TAREFA PROPOSTA A: Segundo o trecho selecionado, por que Peres considera sem importância as divergências no interior do movimento fundamentalista islâmico? Responda em até três frases.

TRECHO SELECIONADO:
================================
CHRISTOPHE BOLTANSKI e PIERRE HASKI

CHRISTOPHE BOLTANSKI; PIERRE HASKI
DO "LIBÉRATION"

Primeiro-ministro de Israel afirma que a sua principal preocupação é manter a paz, e não vencer as eleições

Sob uma foto que o mostra em companhia de Yitzhak Rabin, o antigo ocupante deste grande escritório, o premiê de Israel, Shimon Peres parece preocupado, em meio à onda recente de atentados em seu país, que deixou 62 mortos.
Ainda antes de o presidente da Autoridade Nacional Palestina, Iasser Arafat, seu aliado, começar a endurecer suas posições contra o Hamas e lançar publicamente a idéia de uma reunião de cúpula contra o terrorismo, prevista para quarta-feira, Peres já cobrava do líder palestino medidas duras contra os fundamentalistas islâmicos. Leia a seguir trechos da entrevista concedida pelo premiê:
*
"Libération" - O senhor está a par das divergências surgidas no interior do movimento fundamentalista islâmico?
Peres - Isso não é importante. Se as pessoas semeiam o terror, são elas as responsáveis pela violência. Teses acadêmicas sobre o Hamas não me interessam. O que pedimos é uma autoridade responsável pelas armas e pela segurança.
"Libération" - O senhor aceita a idéia de Arafat negociar com os radicais islâmicos?
================================
DADOS FORNECIDOS:
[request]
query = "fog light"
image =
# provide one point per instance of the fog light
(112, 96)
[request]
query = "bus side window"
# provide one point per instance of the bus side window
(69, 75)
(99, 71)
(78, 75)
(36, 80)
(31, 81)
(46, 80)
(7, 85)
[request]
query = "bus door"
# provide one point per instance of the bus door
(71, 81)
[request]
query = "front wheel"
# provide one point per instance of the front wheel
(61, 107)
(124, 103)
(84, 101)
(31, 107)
================================
TAREFA PROPOSTA B: Liste todas as linhas da listagem que contêm a palavra "window", diferenciando maiúsculas de minúsculas.

RESPOSTA REDIGIDA A: Para Peres, quem semeia o terror é responsável pela violência, e teses acadêmicas sobre o Hamas não lhe interessam. O que ele diz pedir é uma autoridade responsável pelas armas e pela segurança.

RESPOSTA REDIGIDA B:
query = "bus side window"
# provide one point per instance of the bus side window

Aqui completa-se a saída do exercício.